--- start of Page text ---

The election cut-off date is currently 5.00pm on the date that is three clear business days before the date of the Structure A Scheme Meeting, being 5.00pm on Monday 23 November 2020. The proxy cut-off date is currently 11.00am on Tuesday 24 November 2020.
These dates will mean that VRL shareholders will know whether any of the conditional price uplifts (and in particular the final Theme Park Uplift, which will be known by 4.00pm on Friday 20 November 2020) have been satisfied before it is necessary to decide whether to make an election or to receive the default cash consideration. VRL shareholders will know whether the conditions for the Border Uplift have been satisfied by 31 October 2020.
The indicative election results will then also be announced to the ASX as soon as is practicable after the markets open on Tuesday 24 November 2020. There is thus time for any shareholders to lodge a proxy if they wished to know the indicating election results before choosing to do so.
Under the definition of Scheme Consideration in cl 1.1 of the Structure A Scheme (into which are incorporated definitions under the Implementation Agreement, including ‘Structure A Share Cap’ and ‘Structure A Share Floor’), the issue of scrip consideration in HoldCo is subject to the total number of HoldCo shares elected being equal to or exceeding 5% of all VRL Shares on issue as at the date of the Implementation Agreement, being 6 August 2020, and up to a maximum 15% of all VRL shares on issue as at the date of the Implementation Agreement. Scale-back will apply if the 15% threshold is exceeded.

--- end of Page text ---
--- start of Data provided ---

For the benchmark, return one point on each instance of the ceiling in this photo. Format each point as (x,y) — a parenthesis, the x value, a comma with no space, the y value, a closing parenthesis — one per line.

--- end of Data provided ---

### Stated problem A
Return the passage of the VRL scheme text starting with "The election cut-off" and going on through "31 October 2020.".
### Stated problem B
Write the next part of the VRL scheme text, picking up after its last sentence.

### Reply A
The election cut-off date is currently 5.00pm on the date that is three clear business days before the date of the Structure A Scheme Meeting, being 5.00pm on Monday 23 November 2020. The proxy cut-off date is currently 11.00am on Tuesday 24 November 2020.
These dates will mean that VRL shareholders will know whether any of the conditional price uplifts (and in particular the final Theme Park Uplift, which will be known by 4.00pm on Friday 20 November 2020) have been satisfied before it is necessary to decide whether to make an election or to receive the default cash consideration. VRL shareholders will know whether the conditions for the Border Uplift have been satisfied by 31 October 2020.

### Reply B
If the total number of holders of HoldCo shares, or the total number of expected holders of other classes of shares in HoldCo, exceeds 50, shareholders agree to have their HoldCo shares transferred to a ‘Nominee’ (defined in the proposed shareholder deed for the Structure A Scheme (‘HoldCo Shareholders’ Deed’) as an independent third party trustee company appointed by HoldCo from time to time) or trustee and held on separate bare trust for each HoldCo shareholder. Each Structure A Scheme Shareholder also agrees to be bound by the Nominee Deed, which will be a custodian deed entered into between HoldCo and the Nominee at the same time as the HoldCo Shareholders’ Deed.
With respect to ‘Foreign Scheme Shareholders’, being Structure A Scheme Shareholders whose registered addresses are outside Australia or its external territories, and any other jurisdictions as may be agreed in writing by VRL and HoldCo (unless HoldCo determines otherwise), cl 5.3 of the Structure A Scheme provides that HoldCo will be under no obligation to issue, and must not issue, any HoldCo shares to these shareholders. Accordingly Foreign Scheme Shareholders are only entitled to receive cash consideration under the Structure A Scheme.
The HoldCo Shareholders’ Deed
VRL shareholders who elect to receive HoldCo shares agree to be bound by the constitution of HoldCo and the HoldCo Shareholders Agreement. Section 1.5 of the Scheme Booklet informs VRL Shareholders that they may request a copy of the HoldCo Shareholders’ Deed to be sent to them either in hard copy or electronically by contacting the VRL shareholder information line.
The HoldCo Shareholders’ Deed will also provide for a number of exit arrangements, including drag-along rights under cl 14 whereby HoldCo shareholders (which must include a ‘BGH Shareholder’ as that term is defined in the HoldCo Shareholders’ Deed) that hold more than 50% of the HoldCo shares on issue and wish to sell more than 50% of the HoldCo Shares held by all HoldCo shareholders to a third party (defined as ‘Exiting Shareholders’) may require other shareholders to sell the same proportion of their HoldCo Shares to the third party.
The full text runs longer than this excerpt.